**Exercise**.
All entries are to be given again verbatim.

== Dataset records

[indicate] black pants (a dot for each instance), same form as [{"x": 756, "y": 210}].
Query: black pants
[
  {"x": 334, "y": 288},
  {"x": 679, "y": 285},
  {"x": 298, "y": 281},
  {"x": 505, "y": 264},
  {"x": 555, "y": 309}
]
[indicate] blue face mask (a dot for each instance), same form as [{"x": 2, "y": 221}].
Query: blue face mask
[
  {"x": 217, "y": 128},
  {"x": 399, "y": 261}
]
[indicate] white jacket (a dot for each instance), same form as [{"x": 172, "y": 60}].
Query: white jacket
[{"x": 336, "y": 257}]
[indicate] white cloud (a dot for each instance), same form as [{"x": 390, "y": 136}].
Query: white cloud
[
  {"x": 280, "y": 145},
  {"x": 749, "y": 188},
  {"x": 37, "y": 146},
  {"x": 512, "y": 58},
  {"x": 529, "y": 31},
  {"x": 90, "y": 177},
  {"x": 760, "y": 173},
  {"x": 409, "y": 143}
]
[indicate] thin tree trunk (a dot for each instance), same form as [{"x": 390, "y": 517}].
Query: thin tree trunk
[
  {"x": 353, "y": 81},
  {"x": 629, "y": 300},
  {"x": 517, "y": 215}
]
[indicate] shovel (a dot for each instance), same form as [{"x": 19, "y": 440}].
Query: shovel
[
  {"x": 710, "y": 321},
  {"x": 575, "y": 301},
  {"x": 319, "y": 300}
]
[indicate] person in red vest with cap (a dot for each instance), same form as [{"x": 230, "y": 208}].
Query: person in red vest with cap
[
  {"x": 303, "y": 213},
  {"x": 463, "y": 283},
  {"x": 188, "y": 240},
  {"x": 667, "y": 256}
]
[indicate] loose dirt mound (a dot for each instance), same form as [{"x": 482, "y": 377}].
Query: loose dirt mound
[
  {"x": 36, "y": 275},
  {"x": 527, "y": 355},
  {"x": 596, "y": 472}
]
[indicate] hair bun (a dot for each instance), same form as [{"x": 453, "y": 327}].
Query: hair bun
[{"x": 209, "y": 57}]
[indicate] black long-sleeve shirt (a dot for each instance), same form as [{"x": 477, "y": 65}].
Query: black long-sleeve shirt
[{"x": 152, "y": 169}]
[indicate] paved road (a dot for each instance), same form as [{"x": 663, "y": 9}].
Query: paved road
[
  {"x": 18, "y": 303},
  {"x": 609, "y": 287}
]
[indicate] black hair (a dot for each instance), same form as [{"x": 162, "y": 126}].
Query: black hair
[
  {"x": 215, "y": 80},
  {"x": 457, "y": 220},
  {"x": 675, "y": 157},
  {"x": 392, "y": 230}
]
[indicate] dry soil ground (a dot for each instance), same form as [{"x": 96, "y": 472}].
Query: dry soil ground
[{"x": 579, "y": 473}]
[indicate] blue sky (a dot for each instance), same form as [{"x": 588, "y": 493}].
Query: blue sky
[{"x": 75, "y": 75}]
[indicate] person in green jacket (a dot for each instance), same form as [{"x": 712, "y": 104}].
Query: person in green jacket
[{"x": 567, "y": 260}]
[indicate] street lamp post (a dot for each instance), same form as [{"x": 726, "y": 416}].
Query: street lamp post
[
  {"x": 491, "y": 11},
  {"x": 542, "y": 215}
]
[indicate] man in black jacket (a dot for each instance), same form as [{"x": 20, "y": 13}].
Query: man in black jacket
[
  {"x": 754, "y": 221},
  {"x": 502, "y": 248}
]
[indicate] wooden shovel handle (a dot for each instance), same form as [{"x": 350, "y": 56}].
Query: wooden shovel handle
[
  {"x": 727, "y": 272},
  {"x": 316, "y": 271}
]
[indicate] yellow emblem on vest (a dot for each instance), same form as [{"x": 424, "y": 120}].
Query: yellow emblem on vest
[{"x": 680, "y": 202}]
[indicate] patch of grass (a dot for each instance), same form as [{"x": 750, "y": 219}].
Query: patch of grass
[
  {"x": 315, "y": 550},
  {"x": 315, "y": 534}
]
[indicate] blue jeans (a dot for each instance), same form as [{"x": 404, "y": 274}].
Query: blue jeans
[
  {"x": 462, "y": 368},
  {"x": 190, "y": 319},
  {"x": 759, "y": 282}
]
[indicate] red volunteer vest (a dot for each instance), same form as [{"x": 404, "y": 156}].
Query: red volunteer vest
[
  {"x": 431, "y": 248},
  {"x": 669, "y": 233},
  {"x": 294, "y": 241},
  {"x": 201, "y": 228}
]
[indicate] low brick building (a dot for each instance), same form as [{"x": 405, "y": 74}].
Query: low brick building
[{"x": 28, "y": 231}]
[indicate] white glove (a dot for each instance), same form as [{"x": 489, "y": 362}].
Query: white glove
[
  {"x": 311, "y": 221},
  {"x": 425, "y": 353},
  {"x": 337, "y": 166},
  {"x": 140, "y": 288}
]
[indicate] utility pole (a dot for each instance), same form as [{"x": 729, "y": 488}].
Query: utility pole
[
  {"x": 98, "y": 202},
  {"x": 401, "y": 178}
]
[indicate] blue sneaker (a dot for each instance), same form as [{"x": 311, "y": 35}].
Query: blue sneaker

====

**Reply to the exercise**.
[indicate] black pants (a dot for each instance), same form as [{"x": 756, "y": 210}].
Query: black pants
[
  {"x": 334, "y": 288},
  {"x": 679, "y": 285},
  {"x": 298, "y": 281},
  {"x": 505, "y": 264},
  {"x": 555, "y": 309}
]
[indicate] blue face mask (a dot for each instance), same form as [{"x": 2, "y": 221}].
Query: blue face mask
[
  {"x": 217, "y": 128},
  {"x": 399, "y": 261}
]
[indicate] white jacket (a dot for each instance), same form as [{"x": 172, "y": 60}].
Query: white jacket
[{"x": 336, "y": 257}]
[indicate] white cloud (a dot for each instance), same form as [{"x": 390, "y": 136}].
Query: white cloud
[
  {"x": 280, "y": 145},
  {"x": 749, "y": 188},
  {"x": 37, "y": 146},
  {"x": 512, "y": 58},
  {"x": 529, "y": 31},
  {"x": 90, "y": 177},
  {"x": 760, "y": 173},
  {"x": 409, "y": 143}
]
[indicate] thin tree trunk (a dot for each instance), same form as [{"x": 390, "y": 517}].
Query: thin tree trunk
[
  {"x": 353, "y": 81},
  {"x": 629, "y": 300},
  {"x": 517, "y": 215}
]
[indicate] shovel (a dot for each instance), same form as [{"x": 19, "y": 440}].
Query: shovel
[
  {"x": 710, "y": 321},
  {"x": 575, "y": 301},
  {"x": 319, "y": 300}
]
[indicate] person in red vest with cap (a dot for each instance), same form as [{"x": 230, "y": 208}].
Query: person in red vest with cap
[
  {"x": 303, "y": 213},
  {"x": 463, "y": 283},
  {"x": 188, "y": 240},
  {"x": 667, "y": 256}
]
[indicate] loose dirt mound (a dot for each instance), same form as [{"x": 482, "y": 377}].
Query: loose dirt mound
[
  {"x": 36, "y": 275},
  {"x": 527, "y": 355},
  {"x": 596, "y": 472}
]
[indicate] hair bun (a dot for each instance), same form as [{"x": 453, "y": 327}].
Query: hair bun
[{"x": 209, "y": 57}]
[indicate] black long-sleeve shirt (a dot for each instance), same form as [{"x": 477, "y": 65}].
Query: black long-sleeve shirt
[{"x": 152, "y": 169}]
[indicate] paved road (a dot for each instance), same form as [{"x": 663, "y": 9}].
Query: paved road
[
  {"x": 18, "y": 303},
  {"x": 609, "y": 287}
]
[indicate] black hair (a dot for each instance), same form as [{"x": 162, "y": 126}].
Query: black hair
[
  {"x": 215, "y": 80},
  {"x": 457, "y": 220},
  {"x": 675, "y": 157},
  {"x": 392, "y": 230}
]
[indicate] dry soil ground (a dot for each instance), same form as [{"x": 96, "y": 472}].
Query: dry soil ground
[{"x": 579, "y": 473}]
[indicate] blue sky (a dot for each instance), same form as [{"x": 588, "y": 493}].
Query: blue sky
[{"x": 75, "y": 75}]
[indicate] person in green jacket (a dot for each instance), same form as [{"x": 712, "y": 104}].
Query: person in green jacket
[{"x": 567, "y": 260}]
[indicate] street lamp post (a dot for each instance), same form as [{"x": 726, "y": 416}].
Query: street lamp post
[
  {"x": 491, "y": 11},
  {"x": 542, "y": 215}
]
[indicate] man in black jacket (a dot for each instance), same form as [{"x": 20, "y": 13}].
Query: man in black jacket
[
  {"x": 754, "y": 221},
  {"x": 502, "y": 248}
]
[indicate] wooden shovel handle (a dot for each instance), same form as [{"x": 350, "y": 56}].
Query: wooden shovel handle
[
  {"x": 727, "y": 272},
  {"x": 316, "y": 271}
]
[indicate] yellow emblem on vest (a dot for each instance), same form as [{"x": 424, "y": 120}].
Query: yellow emblem on vest
[{"x": 680, "y": 202}]
[indicate] patch of grass (a dot for each instance), same form as [{"x": 750, "y": 219}].
Query: patch of grass
[
  {"x": 315, "y": 550},
  {"x": 315, "y": 534}
]
[indicate] blue jeans (a dot for each instance), same form as [{"x": 404, "y": 274}].
Query: blue jeans
[
  {"x": 462, "y": 368},
  {"x": 190, "y": 319},
  {"x": 759, "y": 282}
]
[indicate] red volunteer vest (a dot for each instance), same form as [{"x": 404, "y": 156}].
Query: red volunteer vest
[
  {"x": 431, "y": 248},
  {"x": 669, "y": 233},
  {"x": 294, "y": 241},
  {"x": 201, "y": 228}
]
[indicate] low brick building (a dot for each instance), same form as [{"x": 405, "y": 74}].
Query: low brick building
[{"x": 28, "y": 231}]
[indicate] white glove (a dot for each instance), same form as [{"x": 489, "y": 362}].
Query: white glove
[
  {"x": 311, "y": 221},
  {"x": 425, "y": 353},
  {"x": 337, "y": 166},
  {"x": 140, "y": 288}
]
[indicate] utility pole (a dot for each instance), same form as [{"x": 729, "y": 488}].
Query: utility pole
[
  {"x": 98, "y": 202},
  {"x": 401, "y": 178}
]
[indicate] blue sneaker (a dot for each instance), same form as [{"x": 311, "y": 35}].
Query: blue sneaker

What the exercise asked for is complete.